- Entries supplied -

--------------------

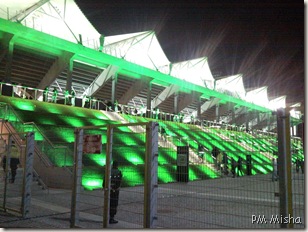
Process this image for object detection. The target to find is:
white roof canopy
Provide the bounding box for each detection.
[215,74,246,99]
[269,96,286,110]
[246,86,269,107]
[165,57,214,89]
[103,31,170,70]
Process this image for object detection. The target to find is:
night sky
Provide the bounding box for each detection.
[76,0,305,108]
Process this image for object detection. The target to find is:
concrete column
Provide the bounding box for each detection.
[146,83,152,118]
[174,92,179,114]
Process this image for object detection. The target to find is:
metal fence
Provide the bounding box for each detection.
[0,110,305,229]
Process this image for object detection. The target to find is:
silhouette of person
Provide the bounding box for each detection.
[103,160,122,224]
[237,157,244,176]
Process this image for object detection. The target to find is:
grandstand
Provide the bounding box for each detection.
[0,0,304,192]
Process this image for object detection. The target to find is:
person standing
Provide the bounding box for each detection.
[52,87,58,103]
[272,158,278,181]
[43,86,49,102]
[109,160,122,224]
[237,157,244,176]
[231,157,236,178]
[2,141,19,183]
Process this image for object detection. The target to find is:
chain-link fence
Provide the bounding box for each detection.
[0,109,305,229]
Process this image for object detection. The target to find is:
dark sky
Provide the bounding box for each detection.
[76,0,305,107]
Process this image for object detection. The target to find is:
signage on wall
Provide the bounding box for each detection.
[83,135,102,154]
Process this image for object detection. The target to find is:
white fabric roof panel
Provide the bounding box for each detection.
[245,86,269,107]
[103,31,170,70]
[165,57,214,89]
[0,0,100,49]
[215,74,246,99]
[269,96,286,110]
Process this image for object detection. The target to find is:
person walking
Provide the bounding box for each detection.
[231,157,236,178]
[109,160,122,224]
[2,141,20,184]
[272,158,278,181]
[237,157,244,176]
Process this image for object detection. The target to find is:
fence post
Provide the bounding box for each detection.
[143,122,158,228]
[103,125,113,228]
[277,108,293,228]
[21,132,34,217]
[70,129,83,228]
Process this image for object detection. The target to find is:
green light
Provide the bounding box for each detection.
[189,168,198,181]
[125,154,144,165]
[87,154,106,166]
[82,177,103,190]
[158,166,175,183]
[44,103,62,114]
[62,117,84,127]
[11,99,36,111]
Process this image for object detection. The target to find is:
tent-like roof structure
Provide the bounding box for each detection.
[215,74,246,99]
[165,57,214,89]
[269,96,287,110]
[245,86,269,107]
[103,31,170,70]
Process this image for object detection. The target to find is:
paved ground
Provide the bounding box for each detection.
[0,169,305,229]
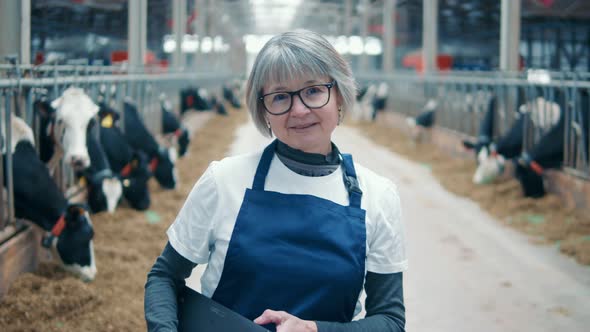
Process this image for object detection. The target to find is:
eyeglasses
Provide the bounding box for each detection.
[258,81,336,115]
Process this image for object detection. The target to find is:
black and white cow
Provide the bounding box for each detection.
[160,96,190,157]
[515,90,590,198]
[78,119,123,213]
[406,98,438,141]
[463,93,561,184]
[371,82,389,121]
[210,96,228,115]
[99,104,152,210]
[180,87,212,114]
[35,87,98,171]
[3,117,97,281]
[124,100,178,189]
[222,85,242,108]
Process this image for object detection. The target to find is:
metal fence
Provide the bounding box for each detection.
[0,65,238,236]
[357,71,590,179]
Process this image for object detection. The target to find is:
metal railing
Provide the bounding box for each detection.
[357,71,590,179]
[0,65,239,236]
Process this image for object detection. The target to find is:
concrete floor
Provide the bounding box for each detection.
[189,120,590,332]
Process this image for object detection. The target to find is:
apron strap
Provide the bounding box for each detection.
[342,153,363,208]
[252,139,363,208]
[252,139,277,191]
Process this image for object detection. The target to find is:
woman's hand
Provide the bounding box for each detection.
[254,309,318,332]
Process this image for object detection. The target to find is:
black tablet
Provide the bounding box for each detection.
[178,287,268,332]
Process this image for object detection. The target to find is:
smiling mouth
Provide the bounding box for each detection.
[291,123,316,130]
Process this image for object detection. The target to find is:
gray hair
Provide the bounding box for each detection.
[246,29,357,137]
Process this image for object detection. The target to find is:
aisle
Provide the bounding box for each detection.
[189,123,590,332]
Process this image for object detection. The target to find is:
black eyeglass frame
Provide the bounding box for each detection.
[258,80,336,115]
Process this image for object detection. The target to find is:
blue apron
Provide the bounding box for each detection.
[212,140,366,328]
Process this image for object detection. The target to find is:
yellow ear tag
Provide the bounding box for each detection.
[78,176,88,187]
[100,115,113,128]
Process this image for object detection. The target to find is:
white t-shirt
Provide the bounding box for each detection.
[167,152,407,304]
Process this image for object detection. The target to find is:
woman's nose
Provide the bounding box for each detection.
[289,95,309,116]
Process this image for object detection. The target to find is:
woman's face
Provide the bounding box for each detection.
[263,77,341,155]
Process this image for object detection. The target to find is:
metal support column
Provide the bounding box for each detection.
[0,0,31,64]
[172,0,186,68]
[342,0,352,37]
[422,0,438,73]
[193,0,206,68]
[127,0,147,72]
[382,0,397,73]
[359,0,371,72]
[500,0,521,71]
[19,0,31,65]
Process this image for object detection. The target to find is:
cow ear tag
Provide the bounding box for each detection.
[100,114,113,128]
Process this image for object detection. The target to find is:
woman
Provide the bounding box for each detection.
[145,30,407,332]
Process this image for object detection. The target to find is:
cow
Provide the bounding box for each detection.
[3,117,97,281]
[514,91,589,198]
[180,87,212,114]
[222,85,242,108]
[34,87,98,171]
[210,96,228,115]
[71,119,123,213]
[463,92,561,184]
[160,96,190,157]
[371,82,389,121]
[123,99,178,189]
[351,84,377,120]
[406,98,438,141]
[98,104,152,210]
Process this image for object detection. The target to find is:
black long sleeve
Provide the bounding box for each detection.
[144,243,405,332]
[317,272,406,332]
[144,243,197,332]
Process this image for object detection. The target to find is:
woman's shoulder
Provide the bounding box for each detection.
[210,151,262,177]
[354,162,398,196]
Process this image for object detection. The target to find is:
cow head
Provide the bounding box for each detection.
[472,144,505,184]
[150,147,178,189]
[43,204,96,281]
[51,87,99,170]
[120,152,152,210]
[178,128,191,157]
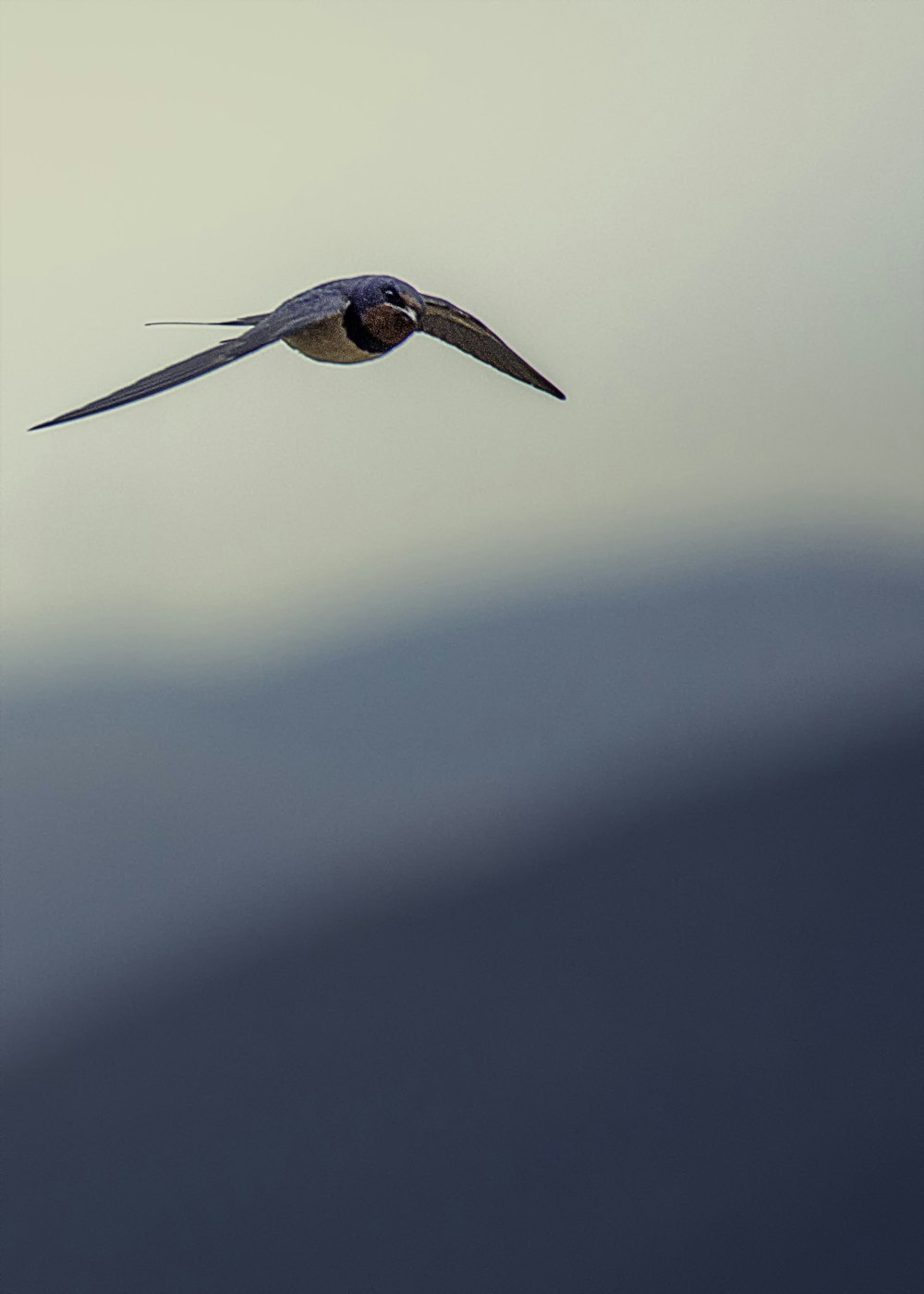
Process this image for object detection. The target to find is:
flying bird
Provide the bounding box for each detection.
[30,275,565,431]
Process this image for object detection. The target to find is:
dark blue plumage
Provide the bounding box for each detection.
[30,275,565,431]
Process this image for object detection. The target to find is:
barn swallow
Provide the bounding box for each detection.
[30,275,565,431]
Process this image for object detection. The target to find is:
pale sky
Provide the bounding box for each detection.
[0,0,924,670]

--------------------

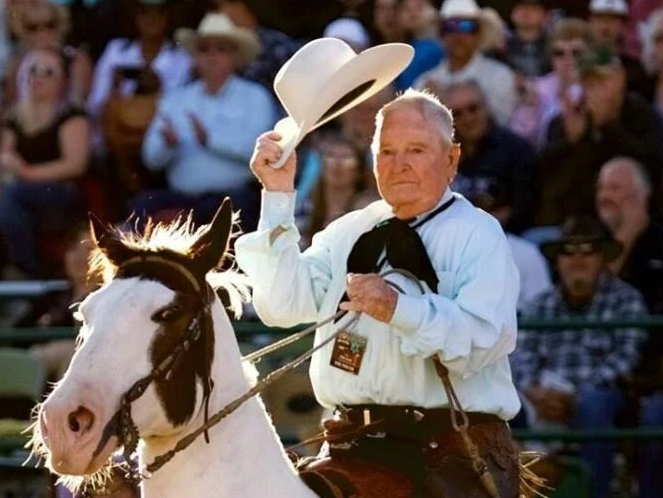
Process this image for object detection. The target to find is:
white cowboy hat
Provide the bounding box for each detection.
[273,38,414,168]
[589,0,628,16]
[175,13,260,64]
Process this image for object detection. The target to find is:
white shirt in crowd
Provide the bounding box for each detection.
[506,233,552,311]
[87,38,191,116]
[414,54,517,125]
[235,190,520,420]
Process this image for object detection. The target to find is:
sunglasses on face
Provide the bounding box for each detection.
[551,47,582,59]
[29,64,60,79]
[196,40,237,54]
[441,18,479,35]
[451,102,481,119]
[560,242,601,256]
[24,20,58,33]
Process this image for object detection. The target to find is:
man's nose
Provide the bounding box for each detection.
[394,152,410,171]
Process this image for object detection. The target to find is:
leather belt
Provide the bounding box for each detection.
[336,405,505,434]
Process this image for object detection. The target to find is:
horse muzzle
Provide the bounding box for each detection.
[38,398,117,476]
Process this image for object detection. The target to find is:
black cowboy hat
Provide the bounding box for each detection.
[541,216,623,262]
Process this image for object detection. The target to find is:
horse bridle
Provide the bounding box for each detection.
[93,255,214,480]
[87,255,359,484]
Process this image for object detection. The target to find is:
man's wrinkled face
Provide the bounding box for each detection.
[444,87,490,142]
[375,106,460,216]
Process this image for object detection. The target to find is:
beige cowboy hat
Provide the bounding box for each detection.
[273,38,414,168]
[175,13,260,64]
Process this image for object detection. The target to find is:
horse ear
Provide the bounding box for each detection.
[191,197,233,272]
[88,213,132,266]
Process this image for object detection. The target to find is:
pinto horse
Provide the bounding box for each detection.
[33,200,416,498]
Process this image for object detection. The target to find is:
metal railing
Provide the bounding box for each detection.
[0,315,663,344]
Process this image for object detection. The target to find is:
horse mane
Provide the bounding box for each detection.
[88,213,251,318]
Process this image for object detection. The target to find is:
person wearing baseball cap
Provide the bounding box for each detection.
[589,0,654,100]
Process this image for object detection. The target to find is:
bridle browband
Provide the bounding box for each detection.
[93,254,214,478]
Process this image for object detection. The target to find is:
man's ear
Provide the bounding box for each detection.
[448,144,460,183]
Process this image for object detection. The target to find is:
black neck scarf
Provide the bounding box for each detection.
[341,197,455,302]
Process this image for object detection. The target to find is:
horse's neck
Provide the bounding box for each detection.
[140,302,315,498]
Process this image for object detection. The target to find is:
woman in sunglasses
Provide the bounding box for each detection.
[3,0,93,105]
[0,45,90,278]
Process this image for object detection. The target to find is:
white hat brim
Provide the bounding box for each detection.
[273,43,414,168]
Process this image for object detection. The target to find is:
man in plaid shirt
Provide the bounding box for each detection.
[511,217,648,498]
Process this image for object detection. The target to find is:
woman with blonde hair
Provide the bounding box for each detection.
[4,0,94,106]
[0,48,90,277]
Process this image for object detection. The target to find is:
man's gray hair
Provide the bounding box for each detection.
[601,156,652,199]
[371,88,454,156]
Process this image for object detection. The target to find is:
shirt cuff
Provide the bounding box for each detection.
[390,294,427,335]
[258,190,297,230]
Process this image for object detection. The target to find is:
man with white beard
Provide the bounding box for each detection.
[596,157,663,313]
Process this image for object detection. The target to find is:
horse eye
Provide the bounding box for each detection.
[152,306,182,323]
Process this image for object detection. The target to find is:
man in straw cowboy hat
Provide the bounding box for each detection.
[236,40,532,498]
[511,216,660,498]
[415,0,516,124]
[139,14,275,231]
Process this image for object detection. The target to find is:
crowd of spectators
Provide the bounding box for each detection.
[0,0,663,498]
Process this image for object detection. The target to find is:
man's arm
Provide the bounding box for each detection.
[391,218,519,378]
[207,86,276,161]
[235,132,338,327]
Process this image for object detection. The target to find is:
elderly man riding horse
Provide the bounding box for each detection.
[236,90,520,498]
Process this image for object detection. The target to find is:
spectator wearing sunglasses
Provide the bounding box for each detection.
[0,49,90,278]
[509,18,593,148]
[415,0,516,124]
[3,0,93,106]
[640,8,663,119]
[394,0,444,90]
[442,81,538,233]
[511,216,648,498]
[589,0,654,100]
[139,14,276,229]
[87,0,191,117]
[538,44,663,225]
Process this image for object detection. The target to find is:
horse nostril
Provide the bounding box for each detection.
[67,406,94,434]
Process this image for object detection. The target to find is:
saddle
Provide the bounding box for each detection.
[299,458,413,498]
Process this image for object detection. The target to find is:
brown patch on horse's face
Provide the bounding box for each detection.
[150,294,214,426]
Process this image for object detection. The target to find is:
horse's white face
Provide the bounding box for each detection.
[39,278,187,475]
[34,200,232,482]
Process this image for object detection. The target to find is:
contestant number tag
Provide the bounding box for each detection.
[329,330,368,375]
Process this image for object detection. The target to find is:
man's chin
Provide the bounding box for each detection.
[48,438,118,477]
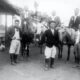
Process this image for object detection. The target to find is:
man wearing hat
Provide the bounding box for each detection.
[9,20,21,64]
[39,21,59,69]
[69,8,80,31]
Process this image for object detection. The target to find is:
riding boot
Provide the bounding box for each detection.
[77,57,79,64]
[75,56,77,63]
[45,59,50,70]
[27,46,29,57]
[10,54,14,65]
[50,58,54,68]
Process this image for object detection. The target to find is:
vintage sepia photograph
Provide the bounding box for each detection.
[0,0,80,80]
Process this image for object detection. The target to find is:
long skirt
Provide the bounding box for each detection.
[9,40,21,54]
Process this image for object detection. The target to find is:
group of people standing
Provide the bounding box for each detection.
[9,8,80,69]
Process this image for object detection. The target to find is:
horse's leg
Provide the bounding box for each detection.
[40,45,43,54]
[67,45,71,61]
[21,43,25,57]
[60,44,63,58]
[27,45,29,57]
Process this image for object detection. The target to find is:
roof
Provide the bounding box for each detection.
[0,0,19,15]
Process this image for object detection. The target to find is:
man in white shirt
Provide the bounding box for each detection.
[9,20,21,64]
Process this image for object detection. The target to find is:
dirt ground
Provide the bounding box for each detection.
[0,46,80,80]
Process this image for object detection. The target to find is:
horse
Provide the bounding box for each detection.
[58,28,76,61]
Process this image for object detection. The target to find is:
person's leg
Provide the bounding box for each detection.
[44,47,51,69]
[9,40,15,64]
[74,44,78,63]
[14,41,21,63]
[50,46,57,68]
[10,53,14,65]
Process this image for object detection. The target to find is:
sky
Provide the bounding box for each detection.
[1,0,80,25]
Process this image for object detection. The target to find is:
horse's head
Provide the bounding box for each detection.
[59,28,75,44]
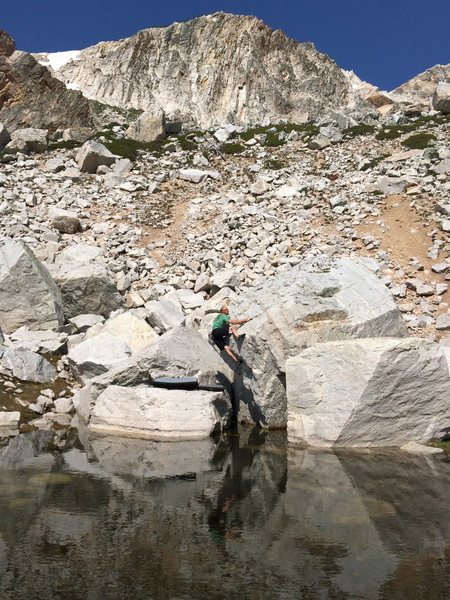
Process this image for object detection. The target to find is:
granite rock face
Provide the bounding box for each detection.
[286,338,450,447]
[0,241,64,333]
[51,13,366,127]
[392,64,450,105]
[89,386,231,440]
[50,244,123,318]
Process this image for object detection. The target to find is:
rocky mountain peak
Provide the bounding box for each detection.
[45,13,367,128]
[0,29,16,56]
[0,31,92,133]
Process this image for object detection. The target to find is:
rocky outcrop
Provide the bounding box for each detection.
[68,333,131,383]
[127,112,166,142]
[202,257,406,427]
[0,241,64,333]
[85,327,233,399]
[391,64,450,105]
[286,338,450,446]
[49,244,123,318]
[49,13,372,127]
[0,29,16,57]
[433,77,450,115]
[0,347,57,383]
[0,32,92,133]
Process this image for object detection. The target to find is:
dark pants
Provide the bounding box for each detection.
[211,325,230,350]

--------------------

- Written task -
Which lines above contain the string "fence", with case counting? Show each of them in full.

- Result of this exercise -
metal fence
chain-link fence
fence post
metal fence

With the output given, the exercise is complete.